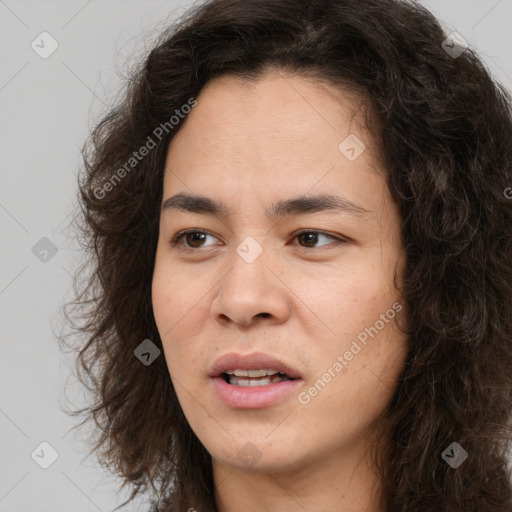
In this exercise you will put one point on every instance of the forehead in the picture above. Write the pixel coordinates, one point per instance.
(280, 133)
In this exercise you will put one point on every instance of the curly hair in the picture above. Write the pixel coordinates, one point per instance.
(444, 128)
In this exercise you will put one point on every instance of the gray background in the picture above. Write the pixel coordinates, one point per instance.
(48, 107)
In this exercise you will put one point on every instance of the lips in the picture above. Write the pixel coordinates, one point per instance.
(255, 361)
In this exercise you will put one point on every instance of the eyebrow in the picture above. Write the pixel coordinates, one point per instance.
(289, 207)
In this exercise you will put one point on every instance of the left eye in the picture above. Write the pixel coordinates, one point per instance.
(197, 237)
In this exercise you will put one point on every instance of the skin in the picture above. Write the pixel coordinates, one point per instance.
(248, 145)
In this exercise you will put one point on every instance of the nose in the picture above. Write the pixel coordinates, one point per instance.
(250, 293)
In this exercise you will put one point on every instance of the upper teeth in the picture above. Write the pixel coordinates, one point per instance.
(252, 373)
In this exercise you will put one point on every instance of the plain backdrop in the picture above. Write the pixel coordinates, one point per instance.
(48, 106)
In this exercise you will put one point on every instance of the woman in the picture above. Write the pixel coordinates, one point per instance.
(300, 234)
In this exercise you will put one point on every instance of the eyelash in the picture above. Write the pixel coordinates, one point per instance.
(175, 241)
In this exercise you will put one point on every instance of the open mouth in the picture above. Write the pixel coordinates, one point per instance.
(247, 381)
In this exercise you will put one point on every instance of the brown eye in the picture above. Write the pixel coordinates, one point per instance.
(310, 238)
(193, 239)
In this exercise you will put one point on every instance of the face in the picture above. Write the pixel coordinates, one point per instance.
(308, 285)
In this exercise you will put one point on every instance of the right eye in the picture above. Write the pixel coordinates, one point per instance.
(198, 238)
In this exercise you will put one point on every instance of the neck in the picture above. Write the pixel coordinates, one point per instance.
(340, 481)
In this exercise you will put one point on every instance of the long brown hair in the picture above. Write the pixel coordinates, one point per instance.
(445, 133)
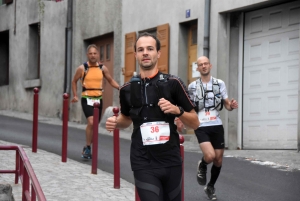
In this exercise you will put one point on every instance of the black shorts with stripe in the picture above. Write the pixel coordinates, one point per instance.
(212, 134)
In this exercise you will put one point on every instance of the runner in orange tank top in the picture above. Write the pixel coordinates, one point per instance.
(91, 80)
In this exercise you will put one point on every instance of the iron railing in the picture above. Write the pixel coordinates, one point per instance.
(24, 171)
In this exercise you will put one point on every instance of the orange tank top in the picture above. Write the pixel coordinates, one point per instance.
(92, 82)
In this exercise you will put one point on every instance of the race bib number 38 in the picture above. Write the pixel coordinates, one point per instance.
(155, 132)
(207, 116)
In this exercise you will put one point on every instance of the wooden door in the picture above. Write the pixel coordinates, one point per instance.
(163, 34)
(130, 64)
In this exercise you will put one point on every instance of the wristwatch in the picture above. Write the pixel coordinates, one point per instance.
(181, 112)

--

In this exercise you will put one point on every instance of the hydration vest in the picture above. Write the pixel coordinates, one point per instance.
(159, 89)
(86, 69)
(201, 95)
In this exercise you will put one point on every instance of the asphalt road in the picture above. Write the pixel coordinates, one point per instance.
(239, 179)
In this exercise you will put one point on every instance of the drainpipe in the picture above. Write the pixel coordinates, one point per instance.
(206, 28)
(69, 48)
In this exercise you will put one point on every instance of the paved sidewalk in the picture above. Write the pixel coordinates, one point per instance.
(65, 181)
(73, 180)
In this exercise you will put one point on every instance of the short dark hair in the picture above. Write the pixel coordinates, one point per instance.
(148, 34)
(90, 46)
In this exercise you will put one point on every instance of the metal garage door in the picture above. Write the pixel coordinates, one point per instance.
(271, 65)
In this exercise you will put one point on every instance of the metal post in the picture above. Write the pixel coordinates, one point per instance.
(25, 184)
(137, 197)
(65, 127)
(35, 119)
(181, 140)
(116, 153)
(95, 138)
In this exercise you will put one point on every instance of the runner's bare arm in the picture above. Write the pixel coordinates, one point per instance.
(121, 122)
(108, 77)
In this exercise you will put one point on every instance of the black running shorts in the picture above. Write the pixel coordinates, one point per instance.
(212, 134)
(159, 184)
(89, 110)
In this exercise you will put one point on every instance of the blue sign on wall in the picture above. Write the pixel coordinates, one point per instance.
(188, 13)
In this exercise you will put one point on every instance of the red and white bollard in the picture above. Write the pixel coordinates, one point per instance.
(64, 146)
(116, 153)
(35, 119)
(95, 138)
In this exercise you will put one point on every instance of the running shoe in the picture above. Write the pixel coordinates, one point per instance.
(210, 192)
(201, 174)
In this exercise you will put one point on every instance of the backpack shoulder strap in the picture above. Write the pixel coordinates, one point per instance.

Task to complete - Rescale the lines between the ones holding "of the blue" and "of the backpack", inclusive, and give only those lines. Keep the wording of the items as it is, multiply each pixel coordinate in the answers by 1.4, and round to whole numbers, with halves going up.

Worked solution -
In this exercise you will put one point on every instance of the blue sign on wall in the picture above. Write the pixel coordinates, one point per instance.
(263, 18)
In this exercise you will put one point on every instance of the red and white bollard in the picture above. Write the pixel coordinates, one point per instance.
(90, 204)
(162, 214)
(49, 167)
(133, 193)
In this exercise you will put one point on every instance of the running shoe in the picture above. Write the pixel coordinates, one point per instance.
(294, 269)
(281, 244)
In this exercise you will put one point on every instance of the backpack shoulder strap in the picture above. Write the pixel coordinates, one point per instance.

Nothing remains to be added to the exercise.